■ Work required
Please reproduce every line from the one containing "Mark every instance of the small" up to and including the one containing "<point>596,482</point>", scaling the coordinates in the answer points by 1.75 and rounding each to a whole number, with halves going up. Leave all other text unchanged, including the sample coordinates that show the format.

■ Records for the task
* * * * *

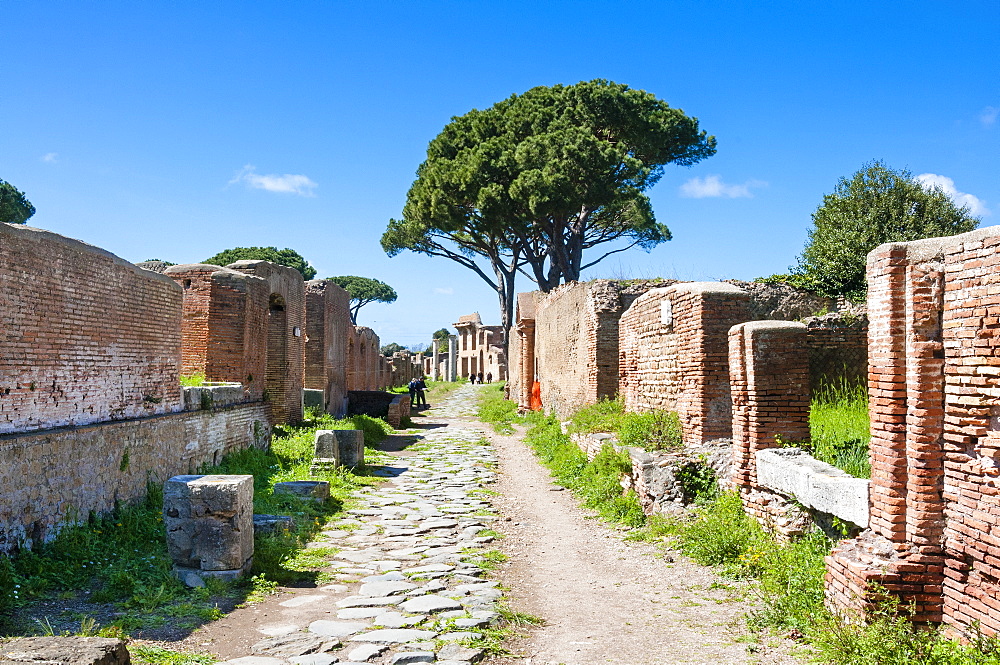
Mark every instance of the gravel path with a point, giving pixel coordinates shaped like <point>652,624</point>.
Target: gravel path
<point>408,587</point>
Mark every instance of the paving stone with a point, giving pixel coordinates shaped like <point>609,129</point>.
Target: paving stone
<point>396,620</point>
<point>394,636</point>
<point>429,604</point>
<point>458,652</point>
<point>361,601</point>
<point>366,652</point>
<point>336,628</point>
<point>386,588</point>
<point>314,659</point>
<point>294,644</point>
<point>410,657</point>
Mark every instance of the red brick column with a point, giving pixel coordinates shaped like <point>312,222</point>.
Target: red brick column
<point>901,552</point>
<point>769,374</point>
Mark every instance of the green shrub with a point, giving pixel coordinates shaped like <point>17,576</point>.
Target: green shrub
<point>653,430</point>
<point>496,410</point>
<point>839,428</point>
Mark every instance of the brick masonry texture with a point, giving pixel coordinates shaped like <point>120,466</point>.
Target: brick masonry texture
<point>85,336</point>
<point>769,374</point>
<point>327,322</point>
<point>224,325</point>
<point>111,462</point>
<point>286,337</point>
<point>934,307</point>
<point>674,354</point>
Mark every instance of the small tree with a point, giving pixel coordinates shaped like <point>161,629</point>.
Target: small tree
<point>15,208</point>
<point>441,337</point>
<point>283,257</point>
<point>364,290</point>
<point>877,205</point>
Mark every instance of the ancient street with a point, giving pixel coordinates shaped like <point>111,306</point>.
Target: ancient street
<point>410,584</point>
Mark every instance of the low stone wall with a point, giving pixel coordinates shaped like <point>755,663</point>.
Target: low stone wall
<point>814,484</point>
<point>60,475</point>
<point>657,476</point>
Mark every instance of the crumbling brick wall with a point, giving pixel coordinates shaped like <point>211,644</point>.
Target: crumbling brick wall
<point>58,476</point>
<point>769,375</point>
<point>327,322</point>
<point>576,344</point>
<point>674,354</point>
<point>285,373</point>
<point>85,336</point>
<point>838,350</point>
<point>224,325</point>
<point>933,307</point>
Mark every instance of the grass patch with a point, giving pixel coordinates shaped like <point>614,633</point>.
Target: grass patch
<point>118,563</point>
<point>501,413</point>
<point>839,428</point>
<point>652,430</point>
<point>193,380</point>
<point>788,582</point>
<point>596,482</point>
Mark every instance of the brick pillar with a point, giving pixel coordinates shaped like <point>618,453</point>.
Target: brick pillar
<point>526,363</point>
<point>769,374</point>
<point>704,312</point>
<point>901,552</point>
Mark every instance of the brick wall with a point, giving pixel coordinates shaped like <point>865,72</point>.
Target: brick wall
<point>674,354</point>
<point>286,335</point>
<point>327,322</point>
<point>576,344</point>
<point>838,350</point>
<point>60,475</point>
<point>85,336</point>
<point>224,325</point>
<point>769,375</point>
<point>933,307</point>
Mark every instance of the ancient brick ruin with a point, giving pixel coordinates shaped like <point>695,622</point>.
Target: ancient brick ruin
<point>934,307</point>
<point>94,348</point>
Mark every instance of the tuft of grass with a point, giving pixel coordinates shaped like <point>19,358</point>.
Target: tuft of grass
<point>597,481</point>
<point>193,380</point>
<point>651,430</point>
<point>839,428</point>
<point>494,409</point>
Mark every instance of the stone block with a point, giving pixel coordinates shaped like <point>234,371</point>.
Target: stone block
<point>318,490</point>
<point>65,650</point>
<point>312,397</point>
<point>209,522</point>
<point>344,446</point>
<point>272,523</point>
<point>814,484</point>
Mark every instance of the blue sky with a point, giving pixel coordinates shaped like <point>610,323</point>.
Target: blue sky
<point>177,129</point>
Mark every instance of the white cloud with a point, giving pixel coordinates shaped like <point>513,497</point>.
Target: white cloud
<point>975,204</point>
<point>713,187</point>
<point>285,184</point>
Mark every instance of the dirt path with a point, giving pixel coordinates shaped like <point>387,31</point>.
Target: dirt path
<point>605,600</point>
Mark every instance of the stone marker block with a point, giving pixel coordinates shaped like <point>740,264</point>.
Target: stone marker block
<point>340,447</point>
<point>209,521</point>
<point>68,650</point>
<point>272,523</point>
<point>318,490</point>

* * * * *

■ Full answer
Mark every instance of the small tree with a point, giving pixel coordinates shaped like <point>161,629</point>.
Target: small tree
<point>26,364</point>
<point>772,590</point>
<point>495,450</point>
<point>637,508</point>
<point>1535,359</point>
Mark every instance of the ancient street with a point, giving pixel coordinates shaped like <point>111,306</point>.
Target: ancient street
<point>718,1022</point>
Mark every instance of the low stone wall with a point, giving pixel coordinates shaped like <point>755,663</point>.
Target: low stone wall
<point>1425,847</point>
<point>105,831</point>
<point>1150,833</point>
Mark every instance of the crumbling brick wall with a point, giving pixel coordinates shaped like <point>211,644</point>.
Target: crumbling brick wall
<point>102,833</point>
<point>1346,656</point>
<point>572,564</point>
<point>1008,602</point>
<point>1180,620</point>
<point>499,653</point>
<point>149,588</point>
<point>1467,613</point>
<point>392,569</point>
<point>1633,537</point>
Mark every instance of the grass patch with a point, giving pixel coordinates shaped like <point>614,633</point>.
Target: grass patch
<point>207,985</point>
<point>877,723</point>
<point>1468,749</point>
<point>1141,753</point>
<point>338,665</point>
<point>1379,1019</point>
<point>1043,844</point>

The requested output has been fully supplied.